(Stored items)
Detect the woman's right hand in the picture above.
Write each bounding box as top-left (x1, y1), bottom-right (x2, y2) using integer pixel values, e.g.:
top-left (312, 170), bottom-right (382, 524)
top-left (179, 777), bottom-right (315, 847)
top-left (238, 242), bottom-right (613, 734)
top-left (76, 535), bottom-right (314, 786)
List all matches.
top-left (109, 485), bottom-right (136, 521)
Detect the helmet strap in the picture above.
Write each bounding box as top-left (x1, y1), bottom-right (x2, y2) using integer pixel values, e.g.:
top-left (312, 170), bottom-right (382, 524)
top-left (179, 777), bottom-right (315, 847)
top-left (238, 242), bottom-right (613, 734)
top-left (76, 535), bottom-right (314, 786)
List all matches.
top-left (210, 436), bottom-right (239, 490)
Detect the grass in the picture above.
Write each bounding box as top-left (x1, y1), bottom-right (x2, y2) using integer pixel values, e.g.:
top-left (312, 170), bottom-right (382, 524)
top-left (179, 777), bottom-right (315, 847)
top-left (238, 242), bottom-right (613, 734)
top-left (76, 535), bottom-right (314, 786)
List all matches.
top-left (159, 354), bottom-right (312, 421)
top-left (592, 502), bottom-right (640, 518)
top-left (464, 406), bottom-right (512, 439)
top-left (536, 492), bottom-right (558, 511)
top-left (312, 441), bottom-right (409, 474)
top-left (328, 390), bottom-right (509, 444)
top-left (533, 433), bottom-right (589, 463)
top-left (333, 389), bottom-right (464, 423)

**Exercise requirements:**
Each line must be given again exactly as written above.

**Answer:**
Detect the woman's right hand in the picture above.
Write each bounding box as top-left (x1, y1), bottom-right (x2, y2) using integer pixel values, e.g.:
top-left (312, 170), bottom-right (382, 524)
top-left (179, 777), bottom-right (315, 847)
top-left (238, 242), bottom-right (613, 734)
top-left (76, 535), bottom-right (314, 786)
List all matches.
top-left (109, 485), bottom-right (136, 521)
Detect the helmet strap in the picture above.
Write each bounding box as top-left (x1, y1), bottom-right (x2, y2) using integer pixel values, e.g.:
top-left (312, 170), bottom-right (382, 524)
top-left (179, 777), bottom-right (315, 847)
top-left (238, 242), bottom-right (613, 734)
top-left (76, 535), bottom-right (314, 786)
List all matches.
top-left (210, 436), bottom-right (239, 490)
Detect the grass in the picture above.
Write each bounding box as top-left (x1, y1), bottom-right (x2, y2) using integer pixel values, e.g.:
top-left (312, 170), bottom-right (382, 524)
top-left (179, 777), bottom-right (315, 847)
top-left (238, 242), bottom-right (613, 734)
top-left (76, 535), bottom-right (314, 786)
List all matches.
top-left (159, 354), bottom-right (312, 421)
top-left (592, 502), bottom-right (640, 518)
top-left (464, 406), bottom-right (512, 439)
top-left (536, 492), bottom-right (558, 511)
top-left (312, 441), bottom-right (409, 474)
top-left (328, 390), bottom-right (509, 444)
top-left (533, 433), bottom-right (589, 463)
top-left (333, 389), bottom-right (464, 423)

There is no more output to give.